───── Text extract ─────

David Hudson exhaled slowly and decided to take the leap. He’d just been promoted to a new job that put him in charge of spearheading disruption within JPMorgan Chase & Co.’s trading businesses. Now he stood before Chief Executive Officer Jamie Dimon in the 48th floor boardroom of the company’s Park Avenue headquarters in Manhattan to see what he could get away with. If the bank really wanted to anticipate clients’ needs and attempt risky moonshot projects, he told Dimon, his budget had to expand: “I want an extra $50 million.”

After five minutes of questioning, Dimon gave the go-ahead. Then came the hard part. For the first moonshot that Hudson, 42, had in mind—a platform to liberate asset managers and ­smaller banks from having to employ traders—JPMorgan had to switch into aggressive hiring mode. Recruiters would be needed, at least 10 of them, to find the coders and traders to build and operate the system. Office space had to be found to house the group and salesmen to hawk the thing once it existed.

In getting his bosses’ backing, Hudson assumed an enormous responsibility. “I only figured out later that it was a psychological game, that by them saying yes to everything I asked for, they made it my problem,” he says. “In other words, ­money’s not the problem. My capacity to deliver is.”

His problem is a high-class one. If you had to pick one winner among banks in the post-financial crisis era, it would be ­Dimon’s JPMorgan, a behemoth with $2.55 trillion in assets and operations in 60 countries around the world. Its Wall Street division is a top-three performer in most major asset classes, including government bonds, currencies, corporate credit, and equities—and last year it produced a 16 percent return on equity, among the highest of its peers. The markets businesses share a lot of resources, so keeping them all humming is key to the company’s profitability. Perversely, this means JPMorgan has the most to lose should clients suddenly decide to do business in a different way—say, if a startup creates a cheaper or easier way of matching buyers and sellers.

───── Dataset content ─────

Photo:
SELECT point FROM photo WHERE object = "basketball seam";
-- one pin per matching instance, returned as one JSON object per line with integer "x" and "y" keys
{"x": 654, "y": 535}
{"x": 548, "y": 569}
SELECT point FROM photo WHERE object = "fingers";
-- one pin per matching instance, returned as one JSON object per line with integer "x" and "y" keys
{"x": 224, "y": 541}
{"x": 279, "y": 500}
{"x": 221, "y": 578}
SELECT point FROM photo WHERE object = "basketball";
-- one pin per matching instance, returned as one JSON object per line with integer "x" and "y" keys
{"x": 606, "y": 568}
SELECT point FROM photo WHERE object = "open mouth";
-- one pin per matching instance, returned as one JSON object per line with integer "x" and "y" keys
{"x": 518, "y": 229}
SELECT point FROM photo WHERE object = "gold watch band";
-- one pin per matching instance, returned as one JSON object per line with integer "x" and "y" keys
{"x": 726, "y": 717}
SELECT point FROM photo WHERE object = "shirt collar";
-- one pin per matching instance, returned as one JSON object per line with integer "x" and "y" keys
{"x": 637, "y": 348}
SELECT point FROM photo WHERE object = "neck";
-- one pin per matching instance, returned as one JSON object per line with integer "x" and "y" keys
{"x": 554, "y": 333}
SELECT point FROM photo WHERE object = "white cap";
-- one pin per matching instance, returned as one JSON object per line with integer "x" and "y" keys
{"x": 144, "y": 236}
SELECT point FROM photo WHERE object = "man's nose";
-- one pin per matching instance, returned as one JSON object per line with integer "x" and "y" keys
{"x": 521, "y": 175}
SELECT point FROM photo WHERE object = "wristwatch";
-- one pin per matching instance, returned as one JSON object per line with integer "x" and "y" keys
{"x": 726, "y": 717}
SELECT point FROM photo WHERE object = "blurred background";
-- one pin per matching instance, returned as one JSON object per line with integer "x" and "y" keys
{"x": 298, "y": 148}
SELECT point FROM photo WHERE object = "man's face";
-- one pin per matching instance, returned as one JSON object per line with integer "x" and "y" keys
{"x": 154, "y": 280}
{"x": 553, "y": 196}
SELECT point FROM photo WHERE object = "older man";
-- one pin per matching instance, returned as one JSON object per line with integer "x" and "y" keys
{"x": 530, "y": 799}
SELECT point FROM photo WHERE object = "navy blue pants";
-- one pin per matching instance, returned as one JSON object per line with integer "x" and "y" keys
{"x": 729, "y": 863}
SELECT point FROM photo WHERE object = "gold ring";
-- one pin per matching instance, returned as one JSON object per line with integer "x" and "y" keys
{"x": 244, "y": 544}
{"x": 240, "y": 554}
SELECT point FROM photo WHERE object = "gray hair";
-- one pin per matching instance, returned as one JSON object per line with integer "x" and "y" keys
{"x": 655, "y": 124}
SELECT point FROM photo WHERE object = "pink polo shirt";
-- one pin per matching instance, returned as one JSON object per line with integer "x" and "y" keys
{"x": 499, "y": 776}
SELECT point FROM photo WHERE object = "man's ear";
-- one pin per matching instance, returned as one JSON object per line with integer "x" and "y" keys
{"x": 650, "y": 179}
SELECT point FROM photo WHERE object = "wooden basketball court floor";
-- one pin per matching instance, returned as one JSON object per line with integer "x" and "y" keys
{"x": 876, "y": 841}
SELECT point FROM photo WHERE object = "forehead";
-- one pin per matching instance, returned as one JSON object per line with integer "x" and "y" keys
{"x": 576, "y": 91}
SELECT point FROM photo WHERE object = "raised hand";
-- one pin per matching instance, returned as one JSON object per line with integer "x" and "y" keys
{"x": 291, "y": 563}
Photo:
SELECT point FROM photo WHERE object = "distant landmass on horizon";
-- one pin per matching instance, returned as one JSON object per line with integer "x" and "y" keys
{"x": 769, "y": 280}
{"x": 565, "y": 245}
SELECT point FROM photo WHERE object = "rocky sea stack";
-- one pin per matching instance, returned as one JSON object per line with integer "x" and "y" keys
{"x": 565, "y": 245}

─────

Copy out the entire passage about JPMorgan's trading moonshot, keeping every word and punctuation mark unchanged.

David Hudson exhaled slowly and decided to take the leap. He’d just been promoted to a new job that put him in charge of spearheading disruption within JPMorgan Chase & Co.’s trading businesses. Now he stood before Chief Executive Officer Jamie Dimon in the 48th floor boardroom of the company’s Park Avenue headquarters in Manhattan to see what he could get away with. If the bank really wanted to anticipate clients’ needs and attempt risky moonshot projects, he told Dimon, his budget had to expand: “I want an extra $50 million.”

After five minutes of questioning, Dimon gave the go-ahead. Then came the hard part. For the first moonshot that Hudson, 42, had in mind—a platform to liberate asset managers and ­smaller banks from having to employ traders—JPMorgan had to switch into aggressive hiring mode. Recruiters would be needed, at least 10 of them, to find the coders and traders to build and operate the system. Office space had to be found to house the group and salesmen to hawk the thing once it existed.

In getting his bosses’ backing, Hudson assumed an enormous responsibility. “I only figured out later that it was a psychological game, that by them saying yes to everything I asked for, they made it my problem,” he says. “In other words, ­money’s not the problem. My capacity to deliver is.”

His problem is a high-class one. If you had to pick one winner among banks in the post-financial crisis era, it would be ­Dimon’s JPMorgan, a behemoth with $2.55 trillion in assets and operations in 60 countries around the world. Its Wall Street division is a top-three performer in most major asset classes, including government bonds, currencies, corporate credit, and equities—and last year it produced a 16 percent return on equity, among the highest of its peers. The markets businesses share a lot of resources, so keeping them all humming is key to the company’s profitability. Perversely, this means JPMorgan has the most to lose should clients suddenly decide to do business in a different way—say, if a startup creates a cheaper or easier way of matching buyers and sellers.